Exercise a: Return every line of the entries below that contains the string "branch", matching case exactly.

Passage to read:
=-=-=-=-=
Protocol definition

Documentation for protocol_definition from the Dspex repository.

gRPC Protocol Definition for Tool Bridge

Overview

This document defines the complete gRPC protocol for the DSPex tool bridge, including all message types, service methods, and data serialization formats.

Implementation Phases

To deliver value faster, we recommend implementing the service in phases:

Phase 1: Core Tool Execution (V1)

InitializeSession - Session setup
ExecuteTool - Synchronous tool calls
StreamTool - Streaming tool execution
CleanupSession - Resource cleanup

Phase 2: Variable Integration

GetSessionVariable - Read shared state
SetSessionVariable - Write shared state

Phase 3: Advanced Features

BatchExecuteTools - Batch operations
CreateReActAgent - Agent lifecycle
ExecuteAgent - Agent execution

Phase 4: Monitoring & Observability

Remaining session management methods
Variable watching capabilities
Health and metrics endpoints

Service Definition

syntax = "proto3";

package dspex.bridge;

import "google/protobuf/any.proto";
import "google/protobuf/struct.proto";
import "google/protobuf/timestamp.proto";

// Main service for bidirectional tool bridge
service SnakepitBridge {
    // Session Management
    rpc InitializeSession(InitializeSessionRequest) returns (InitializeSessionResponse);
    rpc CleanupSession(CleanupSessionRequest) returns (StatusResponse);
    rpc GetSessionInfo(GetSessionInfoRequest) returns (SessionInfo);
    
    // Tool Operations
    rpc GetSessionTools(GetSessionToolsRequest) returns (GetSessionToolsResponse);
    rpc ExecuteTool(ToolCallRequest) returns (ToolCallResponse);
    rpc StreamTool(ToolStreamRequest) returns (stream ToolStreamChunk);
    rpc BatchExecuteTools(BatchToolCallRequest) returns (BatchToolCallResponse);
    
    // Variable Operations (Integration with Variable Bridge)
=-=-=-=-=
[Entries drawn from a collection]
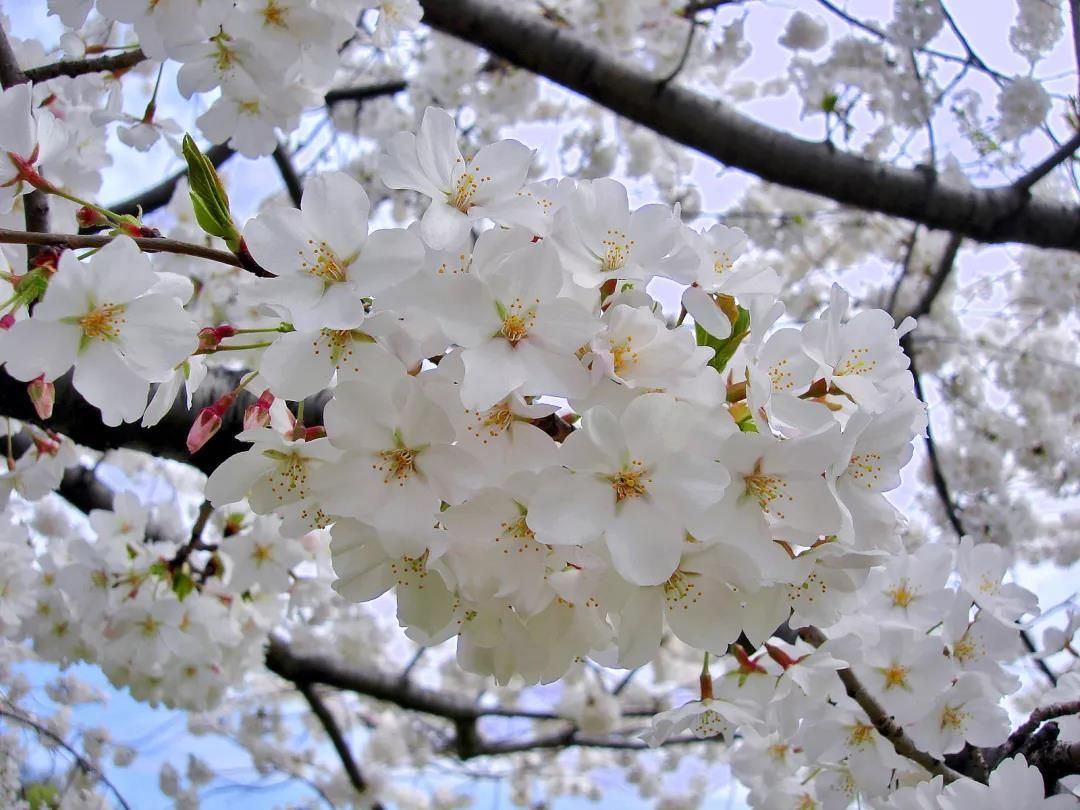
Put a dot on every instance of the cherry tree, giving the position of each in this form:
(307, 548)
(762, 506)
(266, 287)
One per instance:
(510, 441)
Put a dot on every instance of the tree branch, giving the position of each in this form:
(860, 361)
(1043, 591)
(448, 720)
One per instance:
(364, 92)
(1017, 738)
(1061, 154)
(334, 731)
(1075, 14)
(714, 129)
(288, 176)
(72, 68)
(159, 196)
(83, 764)
(149, 244)
(881, 719)
(35, 204)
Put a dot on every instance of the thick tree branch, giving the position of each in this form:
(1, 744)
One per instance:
(718, 131)
(72, 68)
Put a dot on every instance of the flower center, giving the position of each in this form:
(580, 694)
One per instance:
(103, 323)
(617, 250)
(854, 362)
(895, 676)
(860, 734)
(766, 488)
(953, 717)
(274, 14)
(631, 481)
(516, 320)
(397, 464)
(623, 358)
(326, 265)
(902, 595)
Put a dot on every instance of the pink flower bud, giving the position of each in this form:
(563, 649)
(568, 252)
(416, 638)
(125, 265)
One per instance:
(208, 421)
(210, 337)
(258, 415)
(42, 394)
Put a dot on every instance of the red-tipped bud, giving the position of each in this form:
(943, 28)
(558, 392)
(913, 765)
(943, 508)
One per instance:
(28, 174)
(746, 664)
(42, 394)
(779, 656)
(210, 337)
(131, 227)
(258, 415)
(48, 258)
(310, 434)
(88, 217)
(45, 444)
(208, 421)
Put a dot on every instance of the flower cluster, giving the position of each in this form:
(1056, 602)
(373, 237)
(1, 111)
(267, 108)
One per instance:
(530, 453)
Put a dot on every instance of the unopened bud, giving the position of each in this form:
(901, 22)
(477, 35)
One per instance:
(258, 415)
(779, 656)
(132, 227)
(210, 337)
(48, 258)
(42, 394)
(208, 422)
(88, 217)
(45, 444)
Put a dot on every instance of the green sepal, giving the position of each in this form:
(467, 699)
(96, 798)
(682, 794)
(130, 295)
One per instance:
(183, 584)
(208, 198)
(725, 349)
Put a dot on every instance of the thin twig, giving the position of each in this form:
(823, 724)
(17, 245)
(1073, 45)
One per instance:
(940, 277)
(83, 764)
(1075, 13)
(685, 55)
(1017, 738)
(35, 204)
(904, 269)
(154, 244)
(288, 176)
(935, 468)
(886, 38)
(1061, 154)
(337, 738)
(881, 719)
(1025, 637)
(159, 196)
(72, 68)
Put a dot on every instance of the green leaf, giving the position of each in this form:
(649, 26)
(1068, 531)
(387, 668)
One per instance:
(725, 349)
(183, 584)
(208, 198)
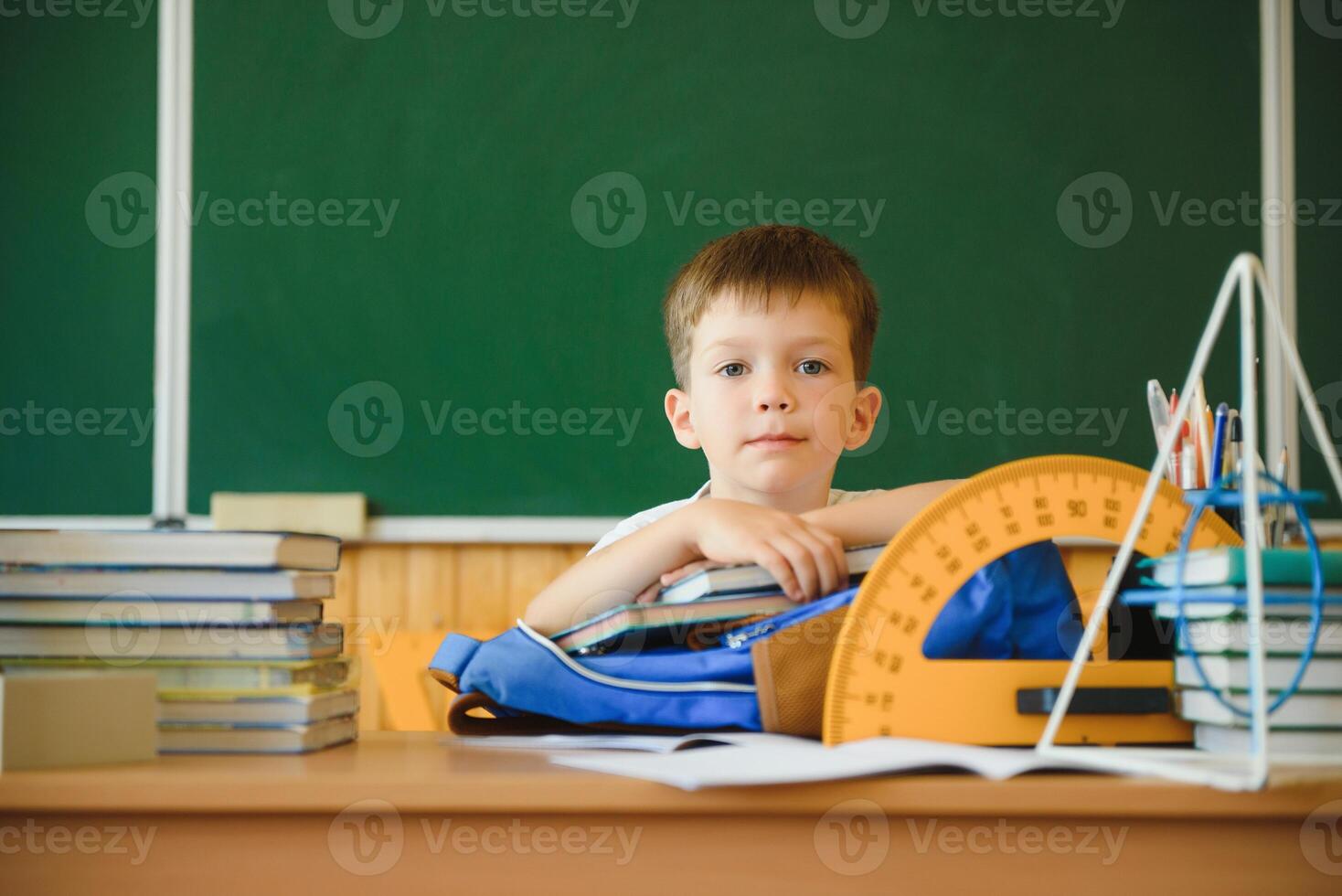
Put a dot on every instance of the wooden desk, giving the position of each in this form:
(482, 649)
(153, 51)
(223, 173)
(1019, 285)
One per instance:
(449, 817)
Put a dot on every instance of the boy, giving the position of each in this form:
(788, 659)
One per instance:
(771, 332)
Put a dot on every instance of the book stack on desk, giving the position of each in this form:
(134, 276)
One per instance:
(706, 608)
(1216, 635)
(229, 623)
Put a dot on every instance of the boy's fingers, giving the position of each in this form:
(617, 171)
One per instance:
(782, 571)
(803, 563)
(835, 546)
(825, 563)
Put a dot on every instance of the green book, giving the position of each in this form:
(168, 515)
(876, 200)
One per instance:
(1226, 566)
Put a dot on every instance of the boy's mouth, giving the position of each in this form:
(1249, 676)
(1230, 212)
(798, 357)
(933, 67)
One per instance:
(776, 442)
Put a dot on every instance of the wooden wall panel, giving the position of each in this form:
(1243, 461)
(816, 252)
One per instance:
(389, 594)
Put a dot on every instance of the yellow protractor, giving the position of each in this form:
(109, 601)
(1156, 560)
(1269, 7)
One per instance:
(882, 684)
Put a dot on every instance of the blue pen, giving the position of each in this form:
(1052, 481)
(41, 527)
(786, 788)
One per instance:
(1218, 443)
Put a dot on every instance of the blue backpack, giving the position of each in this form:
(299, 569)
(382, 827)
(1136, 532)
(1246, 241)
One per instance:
(1018, 606)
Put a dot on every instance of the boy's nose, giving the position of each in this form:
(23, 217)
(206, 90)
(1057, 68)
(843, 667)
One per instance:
(773, 396)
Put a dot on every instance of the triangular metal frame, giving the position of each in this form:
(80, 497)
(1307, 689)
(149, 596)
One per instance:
(1228, 772)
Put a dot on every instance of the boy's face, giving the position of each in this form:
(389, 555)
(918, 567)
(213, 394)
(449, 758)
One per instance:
(771, 397)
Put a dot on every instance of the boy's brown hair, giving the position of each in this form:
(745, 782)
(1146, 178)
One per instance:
(754, 263)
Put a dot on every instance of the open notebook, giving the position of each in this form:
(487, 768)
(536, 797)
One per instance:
(719, 760)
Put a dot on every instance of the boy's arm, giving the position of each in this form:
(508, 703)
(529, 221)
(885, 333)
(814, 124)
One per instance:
(803, 559)
(877, 519)
(612, 576)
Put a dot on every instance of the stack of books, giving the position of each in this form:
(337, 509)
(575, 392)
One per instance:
(229, 623)
(699, 611)
(1218, 634)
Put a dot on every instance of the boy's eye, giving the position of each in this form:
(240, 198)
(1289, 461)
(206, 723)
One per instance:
(812, 367)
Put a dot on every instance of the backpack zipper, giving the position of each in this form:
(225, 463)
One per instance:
(630, 683)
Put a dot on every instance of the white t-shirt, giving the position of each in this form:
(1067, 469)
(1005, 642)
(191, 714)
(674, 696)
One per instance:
(653, 514)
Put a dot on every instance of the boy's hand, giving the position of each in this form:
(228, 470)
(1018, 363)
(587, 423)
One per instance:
(805, 560)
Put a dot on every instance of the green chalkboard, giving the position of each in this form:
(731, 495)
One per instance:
(401, 283)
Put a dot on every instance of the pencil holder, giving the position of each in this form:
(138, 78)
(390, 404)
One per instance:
(1226, 494)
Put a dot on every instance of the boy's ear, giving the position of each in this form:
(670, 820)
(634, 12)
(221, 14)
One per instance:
(678, 415)
(866, 408)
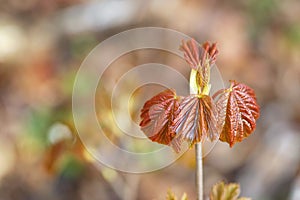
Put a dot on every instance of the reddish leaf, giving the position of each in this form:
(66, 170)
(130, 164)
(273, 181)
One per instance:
(197, 119)
(238, 111)
(157, 116)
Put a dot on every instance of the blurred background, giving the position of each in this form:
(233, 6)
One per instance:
(43, 43)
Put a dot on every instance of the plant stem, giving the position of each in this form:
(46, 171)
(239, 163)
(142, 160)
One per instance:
(198, 146)
(199, 171)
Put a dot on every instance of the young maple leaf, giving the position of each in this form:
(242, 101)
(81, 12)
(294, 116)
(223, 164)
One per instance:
(158, 115)
(238, 111)
(197, 119)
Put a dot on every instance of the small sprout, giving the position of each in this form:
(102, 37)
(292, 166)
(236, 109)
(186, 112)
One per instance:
(222, 191)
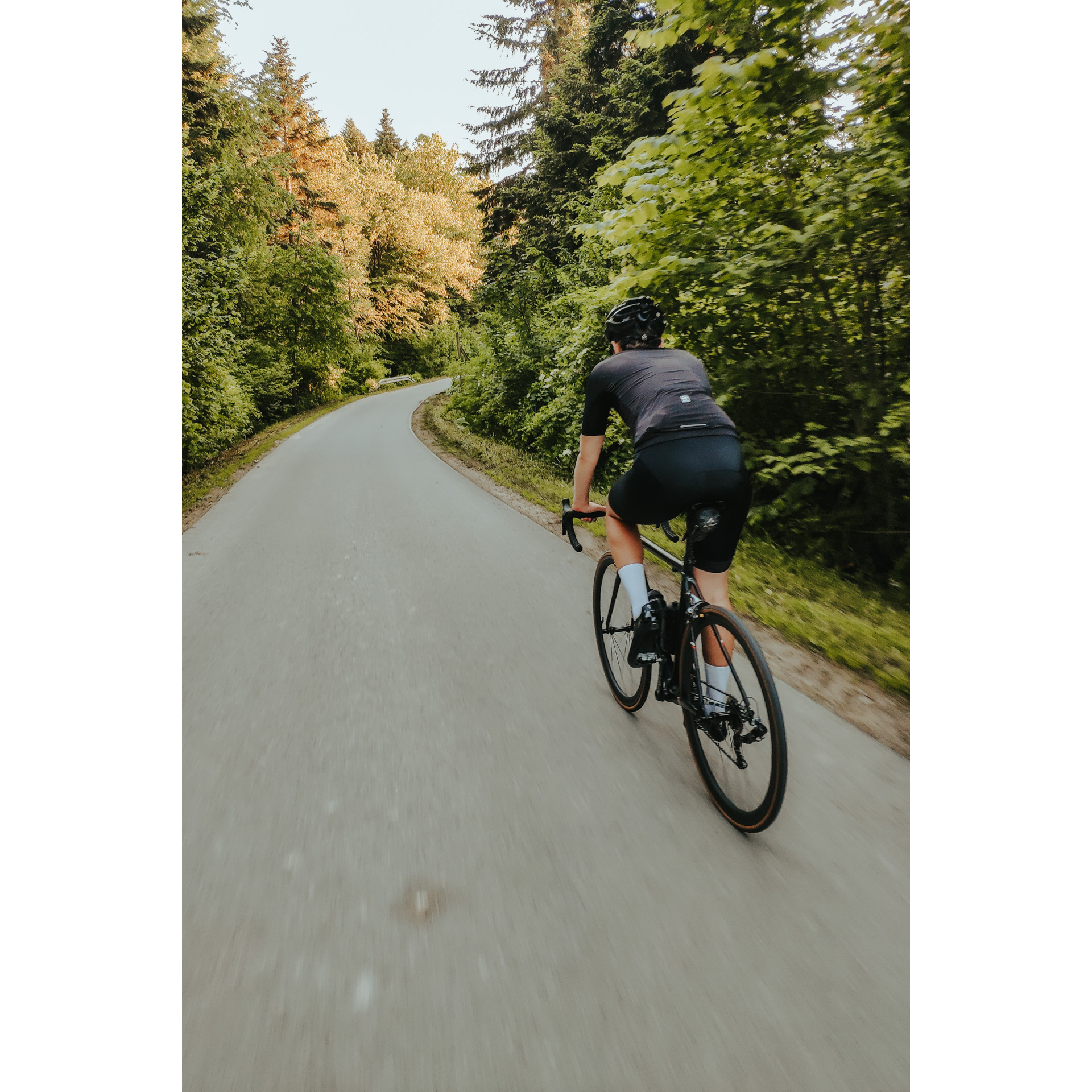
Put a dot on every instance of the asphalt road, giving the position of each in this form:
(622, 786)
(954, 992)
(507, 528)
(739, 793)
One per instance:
(424, 849)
=-=-=-=-=
Exercise b: Pick up the gRPC protocol definition for the tool bridge right after its last line and continue writing it.

Task output a:
Put a dot on every instance of the tree branch, giving the position of each in this form:
Put a dot on every instance of the thick tree branch, giving the position of each in this form:

Task output b:
    rpc GetSessionVariable(GetVariableRequest) returns (VariableResponse);
    rpc SetSessionVariable(SetVariableRequest) returns (StatusResponse);
    rpc ListSessionVariables(ListVariablesRequest) returns (ListVariablesResponse);
    rpc WatchSessionVariables(WatchVariablesRequest) returns (stream VariableUpdate);
    
    // Agent Operations
    rpc CreateReActAgent(CreateReActAgentRequest) returns (CreateReActAgentResponse);
    rpc ExecuteAgent(ExecuteAgentRequest) returns (stream AgentExecutionChunk);
    
    // Health and Monitoring
    rpc HealthCheck(HealthCheckRequest) returns (HealthCheckResponse);
    rpc GetMetrics(GetMetricsRequest) returns (MetricsResponse);
}

Core Message Types

Session Management

message InitializeSessionRequest {
    string session_id = 1;
    string callback_address = 2;  // gRPC address for Python->Elixir calls
    map<string, string> metadata = 3;
    SessionConfig config = 4;
}

message SessionConfig {
    int32 max_concurrent_tools = 1;
    int32 default_timeout_ms = 2;
    bool enable_caching = 3;
    bool enable_telemetry = 4;
}

message InitializeSessionResponse {
    bool success = 1;
    int32 tool_count = 2;
    repeated string capabilities = 3;  // ["streaming", "batch", "variables"]
    ErrorInfo error = 4;
}

message CleanupSessionRequest {
    string session_id = 1;
    bool force = 2;  // Force cleanup even with active operations
}

message GetSessionInfoRequest {
    string session_id = 1;
}

message SessionInfo {
    string session_id = 1;
    google.protobuf.Timestamp created_at = 2;
    google.protobuf.Timestamp last_activity = 3;
    int32 tool_count = 4;
    int32 variable_count = 5;
    int32 active_operations = 6;
    map<string, string> metadata = 7;
}

Tool Specifications

enum ToolType {
    STANDARD = 0;
    STREAMING = 1;
    BATCH = 2;
    COMPOSITE = 3;
}

message ToolSpec {
    string tool_id = 1;
    string name = 2;
    string description = 3;
    ToolType type = 4;
    repeated ArgumentSpec arguments = 5;
    ArgumentSpec return_type = 6;
    map<string, string> metadata = 7;
    repeated string examples = 8;
    ValidationRules validation = 9;
    ResourceLimits limits = 10;
}

message ArgumentSpec {
    string name = 1;
    string python_type = 2;      // "str", "int", "List[str]", etc.
    string elixir_type = 3;      // "binary", "integer", "[binary]", etc.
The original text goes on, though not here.